# Do this
According to the strength training text below, what equipment is enough to do high-frequency calisthenics at home?

# Text
# # # # #

If in doubt, do fewer rather than more sets. See how little training volume you need to grow rather than how much you can tolerate. You can always increase training volume over the coming weeks.
Ultimately, it doesn’t really matter whether you do sets of 6, 12, or 20+ reps. So long as you take your set close to failure, you’ll trigger an adaptive response (3).
- Barbell bench press
- Standing calf raise
- Incline dumbbell bench press
- Bent over row
- Leg curl
- Dumbbell curl
- Cable crunch
- Barbell shoulder press
- Lat pulldown
- Triceps pushdowns
- Weighted stability ball crunch
- Weighted chest dip
- Leg extension
- Hanging knee raise
- Standing calf raise
- Decline barbell bench press
- Single-arm dumbbell row
- Bulgarian split squat
- Dumbbell biceps curl
- Dumbbell side bend
- Barbell push-press
- Chest-supported dumbbell row
- Romanian deadlift
- Dumbbell skull crusher
- Hanging knee raise
Sample High Frequency, Low Volume Strength Training Program – Calisthenics
High-frequency calisthenics is a great way to build muscle, get fit, and burn fat without using much equipment. In fact, you can train at home with just a pull-up bar and an exercise mat.
You will need to do high-rep sets for some of your exercises to reach fatigue. Still, research strongly suggests that high-rep, low-load training can be effective for building muscle, providing you train to failure (3).
- Walking lunge
- Air squat
- Side plank
- Decline push-up
- Inverted row
- Bulgarian split squat
- Reverse crunch
- Deficit push-up
- Paused pull-up (pause for two seconds at the top of each rep)

# # # # #

(Excerpts of labeled region data)
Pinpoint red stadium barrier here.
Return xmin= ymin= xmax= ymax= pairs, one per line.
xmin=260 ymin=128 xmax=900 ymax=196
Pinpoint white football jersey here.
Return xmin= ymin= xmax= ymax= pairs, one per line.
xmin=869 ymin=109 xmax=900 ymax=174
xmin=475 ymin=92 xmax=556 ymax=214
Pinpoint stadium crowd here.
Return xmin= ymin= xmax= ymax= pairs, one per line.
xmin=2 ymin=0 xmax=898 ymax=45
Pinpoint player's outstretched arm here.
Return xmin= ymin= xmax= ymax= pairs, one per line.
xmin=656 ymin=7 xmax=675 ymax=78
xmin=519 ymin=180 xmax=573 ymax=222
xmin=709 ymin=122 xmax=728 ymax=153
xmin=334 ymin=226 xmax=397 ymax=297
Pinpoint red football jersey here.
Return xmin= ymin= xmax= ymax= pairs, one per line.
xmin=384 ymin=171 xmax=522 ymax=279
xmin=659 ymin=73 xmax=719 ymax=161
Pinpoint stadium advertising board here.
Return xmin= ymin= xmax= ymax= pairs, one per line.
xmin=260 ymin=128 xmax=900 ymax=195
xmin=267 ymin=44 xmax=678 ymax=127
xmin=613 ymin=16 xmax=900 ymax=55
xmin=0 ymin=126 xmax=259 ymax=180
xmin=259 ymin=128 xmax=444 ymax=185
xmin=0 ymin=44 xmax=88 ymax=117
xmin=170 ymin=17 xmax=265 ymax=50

# # # # #

# Result of the task
A pull-up bar and an exercise mat.